*Your instructions*. Output all records exactly, with no images.

*Data shown*.

++++++++

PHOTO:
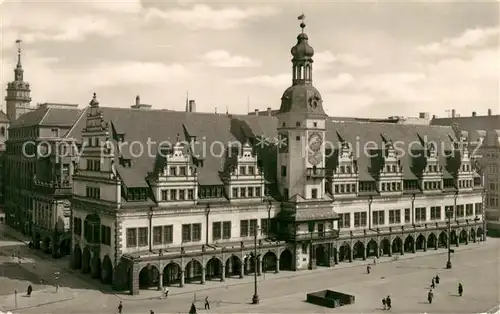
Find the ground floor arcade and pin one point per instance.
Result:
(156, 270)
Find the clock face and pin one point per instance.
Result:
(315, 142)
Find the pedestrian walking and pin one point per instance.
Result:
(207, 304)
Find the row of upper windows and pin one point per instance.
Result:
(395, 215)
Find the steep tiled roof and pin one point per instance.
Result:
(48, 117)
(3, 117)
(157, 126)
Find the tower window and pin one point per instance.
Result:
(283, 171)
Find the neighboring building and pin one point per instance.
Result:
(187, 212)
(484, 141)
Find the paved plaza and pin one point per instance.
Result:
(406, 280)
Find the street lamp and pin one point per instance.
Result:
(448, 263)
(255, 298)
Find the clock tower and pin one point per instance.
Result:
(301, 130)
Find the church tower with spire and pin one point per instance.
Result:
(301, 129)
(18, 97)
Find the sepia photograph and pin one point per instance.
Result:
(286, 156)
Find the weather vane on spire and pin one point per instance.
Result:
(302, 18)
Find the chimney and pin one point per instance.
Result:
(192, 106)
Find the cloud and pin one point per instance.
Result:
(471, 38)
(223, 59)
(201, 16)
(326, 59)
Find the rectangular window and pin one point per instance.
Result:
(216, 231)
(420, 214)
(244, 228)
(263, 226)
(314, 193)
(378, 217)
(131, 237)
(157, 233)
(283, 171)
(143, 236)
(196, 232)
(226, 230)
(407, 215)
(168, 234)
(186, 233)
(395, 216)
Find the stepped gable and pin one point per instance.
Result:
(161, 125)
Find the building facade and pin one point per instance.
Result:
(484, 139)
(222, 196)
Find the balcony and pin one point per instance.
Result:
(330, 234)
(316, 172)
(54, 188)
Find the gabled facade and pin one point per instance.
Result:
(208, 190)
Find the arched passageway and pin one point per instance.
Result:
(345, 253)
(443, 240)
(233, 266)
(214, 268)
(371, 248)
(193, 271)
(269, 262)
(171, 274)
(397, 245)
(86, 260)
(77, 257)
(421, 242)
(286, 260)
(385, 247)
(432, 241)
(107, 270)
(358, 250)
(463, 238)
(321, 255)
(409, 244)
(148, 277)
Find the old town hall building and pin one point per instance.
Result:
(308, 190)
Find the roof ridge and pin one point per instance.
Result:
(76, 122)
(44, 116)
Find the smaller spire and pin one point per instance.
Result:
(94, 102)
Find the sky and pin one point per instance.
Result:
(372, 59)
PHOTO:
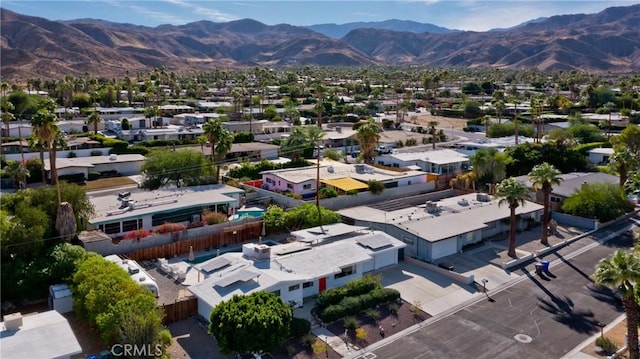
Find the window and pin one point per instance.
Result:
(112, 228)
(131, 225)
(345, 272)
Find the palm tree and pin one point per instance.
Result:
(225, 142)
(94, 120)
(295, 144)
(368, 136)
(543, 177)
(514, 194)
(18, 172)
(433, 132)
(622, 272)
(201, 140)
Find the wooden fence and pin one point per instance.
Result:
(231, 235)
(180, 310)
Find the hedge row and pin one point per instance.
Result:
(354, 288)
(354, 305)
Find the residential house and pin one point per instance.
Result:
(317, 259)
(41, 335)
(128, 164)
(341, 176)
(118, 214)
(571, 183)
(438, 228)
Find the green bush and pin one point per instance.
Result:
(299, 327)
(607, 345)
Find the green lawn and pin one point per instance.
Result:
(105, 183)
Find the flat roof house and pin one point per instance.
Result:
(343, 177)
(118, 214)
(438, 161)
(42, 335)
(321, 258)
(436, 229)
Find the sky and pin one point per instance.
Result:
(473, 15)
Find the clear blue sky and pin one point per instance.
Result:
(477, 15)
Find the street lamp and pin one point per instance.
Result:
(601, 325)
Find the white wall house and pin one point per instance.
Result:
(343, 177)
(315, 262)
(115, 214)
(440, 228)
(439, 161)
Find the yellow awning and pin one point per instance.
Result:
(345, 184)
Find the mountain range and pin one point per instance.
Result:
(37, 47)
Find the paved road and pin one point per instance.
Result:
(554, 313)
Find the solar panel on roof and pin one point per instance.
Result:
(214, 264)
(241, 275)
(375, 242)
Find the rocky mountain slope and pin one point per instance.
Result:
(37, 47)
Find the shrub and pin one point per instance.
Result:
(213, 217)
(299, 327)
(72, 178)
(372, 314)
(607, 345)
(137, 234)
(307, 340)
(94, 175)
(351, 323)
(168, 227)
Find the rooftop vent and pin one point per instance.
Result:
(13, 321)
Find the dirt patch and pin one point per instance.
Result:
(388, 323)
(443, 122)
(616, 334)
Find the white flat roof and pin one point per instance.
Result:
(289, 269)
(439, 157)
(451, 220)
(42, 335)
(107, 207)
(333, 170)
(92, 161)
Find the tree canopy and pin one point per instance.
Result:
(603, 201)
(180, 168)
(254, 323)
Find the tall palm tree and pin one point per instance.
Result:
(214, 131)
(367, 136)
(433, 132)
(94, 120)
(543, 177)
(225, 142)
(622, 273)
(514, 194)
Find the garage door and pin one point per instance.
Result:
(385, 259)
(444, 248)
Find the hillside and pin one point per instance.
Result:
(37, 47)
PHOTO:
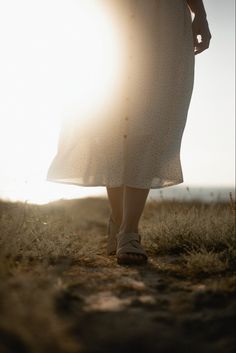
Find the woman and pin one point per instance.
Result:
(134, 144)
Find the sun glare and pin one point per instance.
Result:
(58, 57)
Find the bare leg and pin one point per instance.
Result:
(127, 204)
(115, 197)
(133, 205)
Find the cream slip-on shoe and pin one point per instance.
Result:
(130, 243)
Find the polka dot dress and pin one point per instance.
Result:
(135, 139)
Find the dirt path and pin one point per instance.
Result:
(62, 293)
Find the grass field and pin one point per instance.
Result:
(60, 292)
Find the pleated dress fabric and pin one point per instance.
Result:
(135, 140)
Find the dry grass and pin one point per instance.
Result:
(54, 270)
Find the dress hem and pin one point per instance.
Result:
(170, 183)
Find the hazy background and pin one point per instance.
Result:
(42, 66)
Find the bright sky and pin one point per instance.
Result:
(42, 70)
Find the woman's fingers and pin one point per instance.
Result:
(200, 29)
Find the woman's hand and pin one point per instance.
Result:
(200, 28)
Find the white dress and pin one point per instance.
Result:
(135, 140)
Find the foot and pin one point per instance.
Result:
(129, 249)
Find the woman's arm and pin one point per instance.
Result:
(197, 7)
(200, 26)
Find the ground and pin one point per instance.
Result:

++++++++

*Response*.
PHOTO:
Find the ground floor arcade and pin one point per instance.
Result:
(156, 270)
Find the clock face and pin one point per instance.
Result:
(315, 142)
Find the pedestrian walking and pin one point per instance.
Result:
(207, 304)
Find the row of upper windows and pin one point per instance.
Result:
(395, 215)
Find the steep tiled roof and pin one point per instance.
Result:
(48, 117)
(3, 117)
(157, 126)
Find the tower window and pin one point per instance.
Result:
(283, 171)
Find the neighboring building and pin one point per instance.
Result:
(187, 212)
(484, 141)
Find the paved plaza and pin one point per instance.
Result:
(406, 280)
Find the street lamp and pin one point per instance.
Result:
(448, 263)
(255, 298)
Find the clock tower and pin one point per instance.
Result:
(301, 130)
Find the church tower with spire and pin one point per instance.
Result:
(301, 129)
(18, 97)
Find the sepia photograph and pin one point per instance.
Result:
(286, 156)
Find the weather vane on spire and pin one point per instance.
Result:
(302, 18)
Find the chimney and pin one point per instance.
Result:
(192, 106)
Find the cloud and pin one point per instance.
Result:
(471, 38)
(223, 59)
(201, 16)
(326, 59)
Find the rectangular window and pin one point per instance.
Result:
(216, 231)
(420, 214)
(244, 228)
(263, 226)
(314, 193)
(378, 217)
(131, 237)
(157, 233)
(283, 171)
(143, 236)
(196, 232)
(226, 230)
(407, 215)
(168, 234)
(186, 233)
(395, 216)
Find the stepped gable and pin one point per instance.
Result:
(161, 125)
Find the building facade and pin one point per instance.
Result:
(484, 139)
(222, 196)
Find the balcony and pin one point per instance.
Result:
(330, 234)
(316, 172)
(54, 188)
Find the gabled facade and pin one point per instance.
Result:
(208, 190)
Find the arched passageway and pin one point per instance.
Result:
(345, 253)
(443, 240)
(233, 266)
(214, 268)
(371, 248)
(193, 271)
(269, 262)
(171, 274)
(397, 245)
(86, 260)
(77, 257)
(421, 242)
(286, 260)
(385, 247)
(432, 241)
(107, 270)
(358, 250)
(463, 238)
(321, 255)
(409, 244)
(148, 277)
Find the old town hall building and pin one point per instance.
Result:
(308, 190)
Find the roof ridge and pin one point per instance.
Result:
(76, 122)
(44, 116)
Find the smaller spire and pin one point per instance.
Result:
(94, 102)
Find the sky and pin one point per instance.
Result:
(372, 59)
PHOTO:
Find the window and pin one point per instance.
Result:
(112, 228)
(131, 225)
(345, 272)
Find the palm tree and pin one point per instance.
Result:
(225, 142)
(94, 120)
(295, 144)
(368, 136)
(543, 177)
(514, 194)
(18, 172)
(433, 132)
(622, 272)
(201, 140)
Find the wooden fence and pin one point per instance.
Result:
(231, 235)
(180, 310)
Find the hedge row and pin one point per instance.
Result:
(354, 288)
(354, 305)
Find the residential house and pin one point per instance.
Result:
(317, 259)
(41, 335)
(128, 164)
(341, 176)
(118, 214)
(571, 183)
(438, 228)
Find the green bush and pin one point per instance.
Result:
(299, 327)
(607, 345)
Find the green lawn and pin one point per instance.
Result:
(105, 183)
Find the flat roof house and pin one point per instance.
Result:
(343, 177)
(118, 214)
(438, 161)
(42, 335)
(321, 258)
(436, 229)
Find the sky and pin one point per instance.
Result:
(473, 15)
Find the clear blue sky and pin one point per instance.
Result:
(477, 15)
Find the street lamp and pin one point per instance.
Result:
(601, 325)
Find the white wall house and pin one point per instance.
Result:
(343, 177)
(315, 262)
(115, 214)
(440, 228)
(439, 161)
Find the yellow awning and pin one point per instance.
Result:
(345, 184)
Find the mountain range and pin one point per instance.
Result:
(37, 47)
Find the paved road and pin one point per instance.
Result:
(554, 313)
Find the solar panel on roof and pin one point per instance.
Result:
(214, 264)
(241, 275)
(375, 242)
Find the rocky mountain slope and pin one point per instance.
Result:
(37, 47)
Find the shrub and pin one point per instance.
Result:
(213, 217)
(299, 327)
(72, 178)
(372, 314)
(607, 345)
(137, 234)
(307, 340)
(94, 175)
(351, 323)
(168, 227)
Find the rooftop vent and pin one point per instance.
Result:
(13, 321)
Find the dirt patch and pin one point per instance.
Result:
(388, 323)
(443, 122)
(616, 334)
Find the white flat roof and pin one point per instance.
Result:
(289, 269)
(439, 157)
(451, 220)
(42, 335)
(107, 207)
(333, 170)
(92, 161)
Find the tree canopy and pin one point per instance.
Result:
(603, 201)
(180, 168)
(254, 323)
Find the tall palm tree and pin one point per instance.
Result:
(214, 131)
(367, 136)
(433, 132)
(94, 120)
(543, 177)
(225, 142)
(622, 273)
(514, 194)
Find the garage door and pin one point per instance.
Result:
(385, 259)
(444, 248)
Find the hillside and pin one point per instance.
Result:
(37, 47)
PHOTO:
Find the woman and pin one point per instance.
Result:
(134, 144)
Find the sun glare and pin one point per instance.
Result:
(58, 57)
Find the bare leg and pin one point per instance.
Result:
(127, 204)
(115, 197)
(133, 205)
Find the cream slip-on shoe and pin one point per instance.
Result:
(130, 243)
Find the polka dot dress and pin one point per instance.
Result:
(135, 139)
Find the dirt path and pin one point per instance.
Result:
(62, 293)
Find the grass field and pin one point per instance.
Result:
(60, 292)
Find the pleated dress fabric and pin one point per instance.
Result:
(135, 140)
Find the dry grass and pin one point per instance.
Result:
(54, 270)
Find the dress hem and pin one point per instance.
Result:
(170, 183)
Find the hazy background and pin one point per instance.
Result:
(42, 66)
Find the bright sky and pin one point per instance.
Result:
(42, 70)
Find the woman's fingers and pin one point per instance.
Result:
(200, 29)
Find the woman's hand and pin one point per instance.
Result:
(200, 28)
Find the white dress and pin one point per instance.
Result:
(135, 140)
Find the foot and pin one point per instance.
Result:
(129, 249)
Find the woman's arm and pin one point per instance.
Result:
(197, 7)
(200, 26)
Find the ground and pin one point per instance.
Result:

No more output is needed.